Stored items:

§

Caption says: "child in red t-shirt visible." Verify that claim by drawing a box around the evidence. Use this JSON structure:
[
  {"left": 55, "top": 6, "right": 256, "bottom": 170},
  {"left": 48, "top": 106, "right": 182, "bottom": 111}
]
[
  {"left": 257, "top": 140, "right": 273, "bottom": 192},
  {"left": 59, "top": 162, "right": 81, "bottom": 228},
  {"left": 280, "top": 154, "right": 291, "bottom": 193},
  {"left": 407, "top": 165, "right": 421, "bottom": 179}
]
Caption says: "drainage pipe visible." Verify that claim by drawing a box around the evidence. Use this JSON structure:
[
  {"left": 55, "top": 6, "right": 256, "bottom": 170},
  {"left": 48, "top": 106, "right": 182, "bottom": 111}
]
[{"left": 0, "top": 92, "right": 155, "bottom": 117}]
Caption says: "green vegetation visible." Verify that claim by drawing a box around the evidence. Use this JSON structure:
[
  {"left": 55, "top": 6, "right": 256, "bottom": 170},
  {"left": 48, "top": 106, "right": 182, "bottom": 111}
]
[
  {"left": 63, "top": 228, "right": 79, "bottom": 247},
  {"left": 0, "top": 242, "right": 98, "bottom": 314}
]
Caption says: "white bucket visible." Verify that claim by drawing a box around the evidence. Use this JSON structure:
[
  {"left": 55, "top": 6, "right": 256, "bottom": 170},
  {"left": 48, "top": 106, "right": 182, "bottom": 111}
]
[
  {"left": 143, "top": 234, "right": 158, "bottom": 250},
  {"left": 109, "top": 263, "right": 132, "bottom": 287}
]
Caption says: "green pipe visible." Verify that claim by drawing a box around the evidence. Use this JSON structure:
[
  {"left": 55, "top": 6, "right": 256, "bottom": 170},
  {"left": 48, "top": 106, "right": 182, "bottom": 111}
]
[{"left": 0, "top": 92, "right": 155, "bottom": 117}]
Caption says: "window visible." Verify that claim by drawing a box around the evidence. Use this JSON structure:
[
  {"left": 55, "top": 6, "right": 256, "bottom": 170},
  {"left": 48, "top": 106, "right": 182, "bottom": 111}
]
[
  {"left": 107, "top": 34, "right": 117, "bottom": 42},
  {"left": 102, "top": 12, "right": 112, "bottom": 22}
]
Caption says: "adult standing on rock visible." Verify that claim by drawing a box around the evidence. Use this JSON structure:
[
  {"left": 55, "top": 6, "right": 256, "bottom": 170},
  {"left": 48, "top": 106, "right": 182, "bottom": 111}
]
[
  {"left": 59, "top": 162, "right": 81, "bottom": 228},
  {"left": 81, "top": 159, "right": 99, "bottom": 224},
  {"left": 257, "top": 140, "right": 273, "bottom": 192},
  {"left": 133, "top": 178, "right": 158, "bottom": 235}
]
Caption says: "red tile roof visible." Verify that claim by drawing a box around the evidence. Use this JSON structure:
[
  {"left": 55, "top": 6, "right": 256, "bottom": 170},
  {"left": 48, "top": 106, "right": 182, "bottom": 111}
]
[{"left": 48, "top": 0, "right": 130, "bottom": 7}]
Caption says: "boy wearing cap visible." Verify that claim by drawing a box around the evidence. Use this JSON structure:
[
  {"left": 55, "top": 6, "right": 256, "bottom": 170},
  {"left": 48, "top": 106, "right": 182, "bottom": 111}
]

§

SET TASK: Return each line from the entries above that contains the string "green", treating uppercase and lowercase letters as different.

EXERCISE SOLUTION:
Caption says: "green vegetation visible." Verify that claim by drawing a box around the evidence. Use this JSON structure:
Caption says: "green pipe visible." Verify that claim by drawing a box around the evidence. Use this JSON structure:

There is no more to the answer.